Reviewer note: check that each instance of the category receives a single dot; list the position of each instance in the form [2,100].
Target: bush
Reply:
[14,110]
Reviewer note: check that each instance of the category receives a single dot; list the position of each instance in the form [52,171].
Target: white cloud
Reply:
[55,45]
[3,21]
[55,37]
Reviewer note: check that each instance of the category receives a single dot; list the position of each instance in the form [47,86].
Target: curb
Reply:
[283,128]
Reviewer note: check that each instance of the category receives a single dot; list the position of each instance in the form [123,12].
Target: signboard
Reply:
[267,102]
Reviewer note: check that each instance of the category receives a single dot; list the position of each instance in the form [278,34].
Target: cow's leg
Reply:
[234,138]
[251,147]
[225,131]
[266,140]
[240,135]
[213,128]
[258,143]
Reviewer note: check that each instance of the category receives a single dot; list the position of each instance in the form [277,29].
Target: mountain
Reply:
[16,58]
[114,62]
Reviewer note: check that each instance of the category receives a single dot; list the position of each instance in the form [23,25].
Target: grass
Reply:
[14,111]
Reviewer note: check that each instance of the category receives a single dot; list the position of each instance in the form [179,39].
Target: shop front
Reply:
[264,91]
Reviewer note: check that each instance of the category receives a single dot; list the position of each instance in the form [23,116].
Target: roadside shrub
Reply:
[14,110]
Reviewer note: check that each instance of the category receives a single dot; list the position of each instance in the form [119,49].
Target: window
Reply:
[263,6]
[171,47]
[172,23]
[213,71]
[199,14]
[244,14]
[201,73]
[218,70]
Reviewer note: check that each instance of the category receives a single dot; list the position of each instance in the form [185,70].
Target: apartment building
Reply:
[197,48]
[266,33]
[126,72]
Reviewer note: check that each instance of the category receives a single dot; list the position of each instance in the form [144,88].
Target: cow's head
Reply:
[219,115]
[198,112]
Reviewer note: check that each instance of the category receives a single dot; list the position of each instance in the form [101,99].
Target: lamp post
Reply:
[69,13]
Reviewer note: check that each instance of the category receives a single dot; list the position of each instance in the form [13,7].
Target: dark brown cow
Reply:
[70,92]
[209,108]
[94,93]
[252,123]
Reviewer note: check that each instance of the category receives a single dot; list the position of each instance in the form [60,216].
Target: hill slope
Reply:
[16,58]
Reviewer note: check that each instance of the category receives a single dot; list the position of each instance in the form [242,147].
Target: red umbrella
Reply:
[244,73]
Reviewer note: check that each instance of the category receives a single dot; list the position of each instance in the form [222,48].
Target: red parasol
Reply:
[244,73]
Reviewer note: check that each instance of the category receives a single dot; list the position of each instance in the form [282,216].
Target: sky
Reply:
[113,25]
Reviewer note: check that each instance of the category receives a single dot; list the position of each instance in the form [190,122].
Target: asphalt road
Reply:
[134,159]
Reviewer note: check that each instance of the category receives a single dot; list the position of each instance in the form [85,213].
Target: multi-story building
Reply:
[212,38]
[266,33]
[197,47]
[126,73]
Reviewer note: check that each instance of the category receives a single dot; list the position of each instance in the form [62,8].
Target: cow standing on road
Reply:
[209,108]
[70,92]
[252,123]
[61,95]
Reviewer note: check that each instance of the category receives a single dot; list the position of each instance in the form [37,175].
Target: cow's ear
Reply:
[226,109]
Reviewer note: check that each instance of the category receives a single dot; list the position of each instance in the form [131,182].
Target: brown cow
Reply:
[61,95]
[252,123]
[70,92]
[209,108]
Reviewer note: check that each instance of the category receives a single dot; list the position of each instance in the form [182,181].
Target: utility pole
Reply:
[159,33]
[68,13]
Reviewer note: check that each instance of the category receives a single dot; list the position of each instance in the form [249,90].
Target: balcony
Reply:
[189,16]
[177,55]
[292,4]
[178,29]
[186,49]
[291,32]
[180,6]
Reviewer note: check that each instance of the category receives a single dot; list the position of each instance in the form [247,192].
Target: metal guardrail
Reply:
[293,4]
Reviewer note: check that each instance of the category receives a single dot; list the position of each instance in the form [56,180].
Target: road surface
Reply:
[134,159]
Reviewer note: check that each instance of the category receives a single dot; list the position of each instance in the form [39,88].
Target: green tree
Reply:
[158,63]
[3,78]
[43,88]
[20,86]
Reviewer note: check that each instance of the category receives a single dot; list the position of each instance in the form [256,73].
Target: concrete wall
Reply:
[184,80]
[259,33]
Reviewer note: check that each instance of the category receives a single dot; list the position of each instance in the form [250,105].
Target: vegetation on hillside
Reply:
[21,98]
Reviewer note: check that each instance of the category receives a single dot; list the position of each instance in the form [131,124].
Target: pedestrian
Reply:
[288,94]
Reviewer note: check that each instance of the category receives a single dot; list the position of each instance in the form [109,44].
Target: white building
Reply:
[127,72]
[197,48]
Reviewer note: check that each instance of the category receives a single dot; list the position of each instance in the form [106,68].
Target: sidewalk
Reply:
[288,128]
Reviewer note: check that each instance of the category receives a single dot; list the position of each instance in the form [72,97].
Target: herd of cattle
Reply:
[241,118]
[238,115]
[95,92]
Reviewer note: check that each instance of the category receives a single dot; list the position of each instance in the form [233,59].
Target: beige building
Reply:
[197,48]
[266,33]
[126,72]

————————

Copy out the part of the items that opens with the line containing "the form [72,97]." and closes with the last line of the items, requests included. Multiply every point coordinate in the answers by 2.1 and round to whole numbers, halves going up, but leave the requests and their sample positions unchanged.

Reviewer note: check that each instance of the category receives a single dot; list the position of each instance in the form [72,97].
Target: herd of cattle
Reply:
[506,248]
[500,242]
[200,193]
Reviewer note: check that each instance of the category receives a single dot; list the position of each instance in the form [233,59].
Target: beige building
Reply:
[414,101]
[559,69]
[265,151]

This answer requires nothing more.